** Start Passage to read **
The Economics of Ancient Greece

Something remarkable happened in classical Greece, but we didn’t know about it until very recently. Against all historical odds, they nourished a successful class of entrepreneurs and became wealthy.

Greek authors usually didn’t portray their civilization that way. Herodotus famously contrasted Greek poverty with Eastern luxury in an encounter he recorded (or made up) between the Athenian lawgiver Solon and Croesus, the eponymously wealthy Lydian king. Croesus took Solon on a tour of his treasury, then asked him who was the happiest man he had ever seen. Solon replied that it was someone named Tellus, an Athenian of moderate means, who was lucky in having beautiful and good children and grandchildren, and who died old, and heroically, in battle.

Solon’s pointed indifference to Croesus’ wealth was not lost on his host, who rudely sent him on his way. The fact that Croesus later lost his kingdom and his riches drove home Herodotus’ point that wealth is fickle and dangerous, and that the Greeks were better off for not having much of it. The point isn’t original to Herodotus, and turns up often in Greek poetry—in this case, in Aeschylus’ Agamemnon:

Goddess Justice shines in poor homes,

And honors the righteous life. But gilded palaces

She flees, abashed by their corruption.

Modern scholars have tended to take the Greeks at their word about their own poverty, but Josiah Ober, professor of political science and classics at Stanford, does not. He points out that the Tellus/Croesus comparison doesn’t really make sense, since Tellus was a middle-class citizen and Croesus a king. The right comparison would be between the ancient Greek middle class and other middle classes, ancient or modern.
** End Passage to read **
** Start Entries shown **
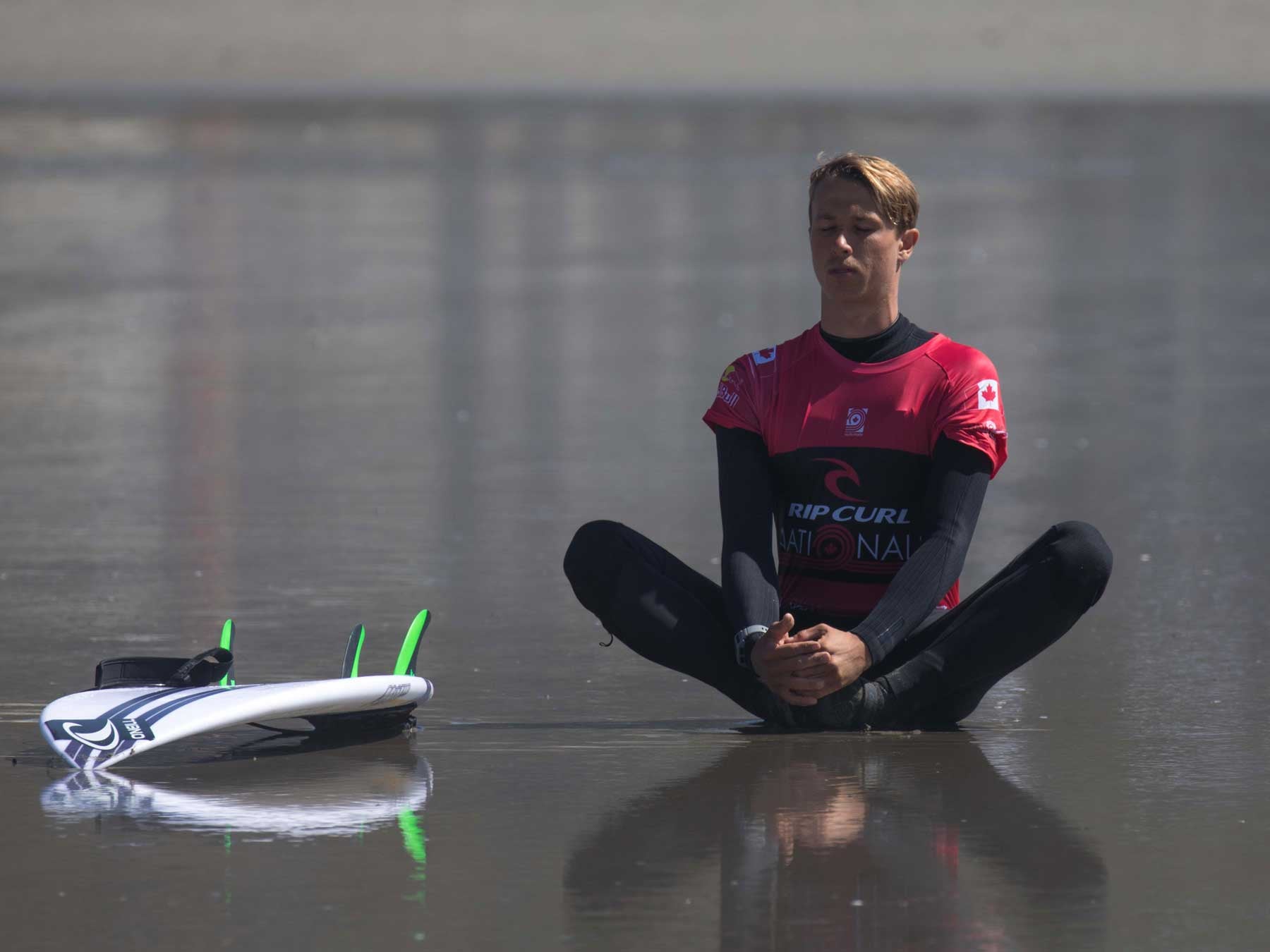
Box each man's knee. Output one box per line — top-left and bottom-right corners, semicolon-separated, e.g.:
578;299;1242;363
1051;522;1111;611
564;519;626;606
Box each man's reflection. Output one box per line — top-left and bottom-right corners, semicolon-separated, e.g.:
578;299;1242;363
565;733;1106;949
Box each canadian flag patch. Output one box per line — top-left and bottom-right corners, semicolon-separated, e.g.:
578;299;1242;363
979;379;1000;410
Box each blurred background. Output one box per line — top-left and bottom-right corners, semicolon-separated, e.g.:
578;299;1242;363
0;0;1270;949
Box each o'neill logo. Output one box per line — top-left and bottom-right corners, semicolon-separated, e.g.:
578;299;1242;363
979;379;1000;410
44;716;155;750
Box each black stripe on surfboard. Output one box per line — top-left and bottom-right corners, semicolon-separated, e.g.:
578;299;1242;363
102;685;227;757
59;688;188;767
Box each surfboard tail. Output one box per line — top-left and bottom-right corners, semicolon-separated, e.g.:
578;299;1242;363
392;608;432;678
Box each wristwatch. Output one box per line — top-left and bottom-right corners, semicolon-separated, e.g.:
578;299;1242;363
732;625;767;668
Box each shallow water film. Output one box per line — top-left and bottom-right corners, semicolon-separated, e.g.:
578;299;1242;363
0;100;1270;949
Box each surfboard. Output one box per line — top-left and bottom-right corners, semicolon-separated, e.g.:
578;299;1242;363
40;611;433;771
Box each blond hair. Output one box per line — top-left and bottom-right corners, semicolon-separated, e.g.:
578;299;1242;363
806;152;917;231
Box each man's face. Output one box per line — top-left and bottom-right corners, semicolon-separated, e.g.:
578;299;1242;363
810;179;917;311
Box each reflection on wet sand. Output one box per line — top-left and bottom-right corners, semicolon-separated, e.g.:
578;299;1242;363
40;745;433;843
565;733;1108;949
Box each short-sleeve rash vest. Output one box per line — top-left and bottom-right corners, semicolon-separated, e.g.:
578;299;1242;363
705;327;1007;617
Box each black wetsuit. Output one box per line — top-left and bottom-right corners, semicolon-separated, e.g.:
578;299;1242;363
564;321;1111;728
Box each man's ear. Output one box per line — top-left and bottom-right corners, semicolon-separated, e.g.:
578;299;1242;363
899;228;921;264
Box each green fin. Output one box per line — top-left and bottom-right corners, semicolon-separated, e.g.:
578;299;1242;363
** End Entries shown **
Set tasks =>
1 - Answer these from the passage on ancient Greek economics:
(a) Whom did Solon name as the happiest man he had ever seen?
(b) Which play by Aeschylus contains the lines about Goddess Justice?
(c) Where is Josiah Ober a professor?
2 - Write out the part of the passage on ancient Greek economics starting with "Something remarkable happened" and going on through "and became wealthy.", with no changes.

Expected answers =>
1 -
(a) Tellus, an Athenian of moderate means.
(b) Agamemnon.
(c) Stanford.

2 -
Something remarkable happened in classical Greece, but we didn’t know about it until very recently. Against all historical odds, they nourished a successful class of entrepreneurs and became wealthy.